** Required work **
Copy out every one of the rows below, word for word.

** Record excerpts **
_____
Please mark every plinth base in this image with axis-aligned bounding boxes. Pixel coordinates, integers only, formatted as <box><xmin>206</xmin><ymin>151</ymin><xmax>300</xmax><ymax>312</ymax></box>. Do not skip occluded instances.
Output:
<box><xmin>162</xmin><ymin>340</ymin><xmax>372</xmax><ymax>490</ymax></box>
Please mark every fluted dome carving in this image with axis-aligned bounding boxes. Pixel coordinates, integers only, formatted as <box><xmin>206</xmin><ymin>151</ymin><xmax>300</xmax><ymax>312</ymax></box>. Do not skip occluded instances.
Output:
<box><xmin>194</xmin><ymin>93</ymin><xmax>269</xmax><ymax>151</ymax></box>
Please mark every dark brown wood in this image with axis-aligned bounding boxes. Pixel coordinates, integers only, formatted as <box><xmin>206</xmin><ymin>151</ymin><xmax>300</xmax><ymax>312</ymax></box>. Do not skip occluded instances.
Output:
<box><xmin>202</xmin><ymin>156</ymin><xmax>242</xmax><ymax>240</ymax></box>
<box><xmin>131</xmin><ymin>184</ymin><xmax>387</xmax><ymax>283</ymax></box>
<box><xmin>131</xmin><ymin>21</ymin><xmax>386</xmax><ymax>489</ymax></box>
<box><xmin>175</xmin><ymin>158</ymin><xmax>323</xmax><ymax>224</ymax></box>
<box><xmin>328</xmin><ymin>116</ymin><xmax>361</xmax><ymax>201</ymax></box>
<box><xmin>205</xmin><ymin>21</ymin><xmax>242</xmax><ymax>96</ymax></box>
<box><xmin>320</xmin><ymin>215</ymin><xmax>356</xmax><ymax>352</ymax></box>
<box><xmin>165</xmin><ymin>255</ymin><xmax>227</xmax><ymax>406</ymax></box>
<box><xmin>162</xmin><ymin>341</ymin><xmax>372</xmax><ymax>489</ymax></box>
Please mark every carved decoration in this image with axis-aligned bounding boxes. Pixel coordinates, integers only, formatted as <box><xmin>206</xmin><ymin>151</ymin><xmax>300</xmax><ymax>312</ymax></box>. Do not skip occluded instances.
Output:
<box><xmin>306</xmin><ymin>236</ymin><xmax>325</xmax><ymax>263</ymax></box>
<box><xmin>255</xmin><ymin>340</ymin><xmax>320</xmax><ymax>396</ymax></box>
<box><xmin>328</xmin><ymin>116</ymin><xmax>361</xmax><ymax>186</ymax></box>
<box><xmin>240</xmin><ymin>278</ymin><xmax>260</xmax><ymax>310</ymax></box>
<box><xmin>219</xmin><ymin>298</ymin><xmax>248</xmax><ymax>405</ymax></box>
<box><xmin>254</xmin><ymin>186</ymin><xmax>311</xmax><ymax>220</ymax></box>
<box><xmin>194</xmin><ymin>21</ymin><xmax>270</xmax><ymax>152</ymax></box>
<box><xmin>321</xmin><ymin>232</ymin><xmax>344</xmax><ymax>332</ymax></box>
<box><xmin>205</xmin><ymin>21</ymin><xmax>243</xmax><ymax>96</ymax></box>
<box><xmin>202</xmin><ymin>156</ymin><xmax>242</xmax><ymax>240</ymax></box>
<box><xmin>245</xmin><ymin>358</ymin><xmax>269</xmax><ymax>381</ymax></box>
_____
** Result below **
Please mark every plinth base in this image with axis-aligned bounding boxes. Pixel coordinates, integers only, formatted as <box><xmin>206</xmin><ymin>151</ymin><xmax>300</xmax><ymax>312</ymax></box>. Do not skip occluded instances.
Output:
<box><xmin>162</xmin><ymin>340</ymin><xmax>372</xmax><ymax>490</ymax></box>
Please mark every fluted dome carving in this image with axis-aligned bounding boxes. Pixel coordinates, integers only, formatted as <box><xmin>206</xmin><ymin>151</ymin><xmax>300</xmax><ymax>312</ymax></box>. Do not skip occluded instances.
Output:
<box><xmin>194</xmin><ymin>93</ymin><xmax>269</xmax><ymax>151</ymax></box>
Please mark every dark brown wood in this image with axis-aligned bounding boxes. Pixel coordinates, integers only, formatted as <box><xmin>206</xmin><ymin>151</ymin><xmax>300</xmax><ymax>312</ymax></box>. Do not skip occluded instances.
Output:
<box><xmin>202</xmin><ymin>156</ymin><xmax>242</xmax><ymax>240</ymax></box>
<box><xmin>131</xmin><ymin>184</ymin><xmax>387</xmax><ymax>283</ymax></box>
<box><xmin>131</xmin><ymin>21</ymin><xmax>386</xmax><ymax>489</ymax></box>
<box><xmin>175</xmin><ymin>158</ymin><xmax>323</xmax><ymax>224</ymax></box>
<box><xmin>328</xmin><ymin>116</ymin><xmax>361</xmax><ymax>201</ymax></box>
<box><xmin>205</xmin><ymin>21</ymin><xmax>242</xmax><ymax>96</ymax></box>
<box><xmin>320</xmin><ymin>215</ymin><xmax>356</xmax><ymax>352</ymax></box>
<box><xmin>165</xmin><ymin>255</ymin><xmax>227</xmax><ymax>406</ymax></box>
<box><xmin>162</xmin><ymin>341</ymin><xmax>372</xmax><ymax>489</ymax></box>
Please mark every carved decoration in this image with axis-aligned bounding boxes. Pixel coordinates, integers only, formatted as <box><xmin>206</xmin><ymin>151</ymin><xmax>300</xmax><ymax>312</ymax></box>. Do not skip occluded instances.
Output:
<box><xmin>306</xmin><ymin>236</ymin><xmax>325</xmax><ymax>263</ymax></box>
<box><xmin>255</xmin><ymin>340</ymin><xmax>320</xmax><ymax>396</ymax></box>
<box><xmin>328</xmin><ymin>116</ymin><xmax>361</xmax><ymax>186</ymax></box>
<box><xmin>240</xmin><ymin>278</ymin><xmax>260</xmax><ymax>310</ymax></box>
<box><xmin>219</xmin><ymin>298</ymin><xmax>248</xmax><ymax>405</ymax></box>
<box><xmin>254</xmin><ymin>186</ymin><xmax>311</xmax><ymax>220</ymax></box>
<box><xmin>194</xmin><ymin>21</ymin><xmax>270</xmax><ymax>152</ymax></box>
<box><xmin>321</xmin><ymin>232</ymin><xmax>344</xmax><ymax>332</ymax></box>
<box><xmin>205</xmin><ymin>21</ymin><xmax>243</xmax><ymax>96</ymax></box>
<box><xmin>202</xmin><ymin>156</ymin><xmax>242</xmax><ymax>240</ymax></box>
<box><xmin>245</xmin><ymin>358</ymin><xmax>269</xmax><ymax>381</ymax></box>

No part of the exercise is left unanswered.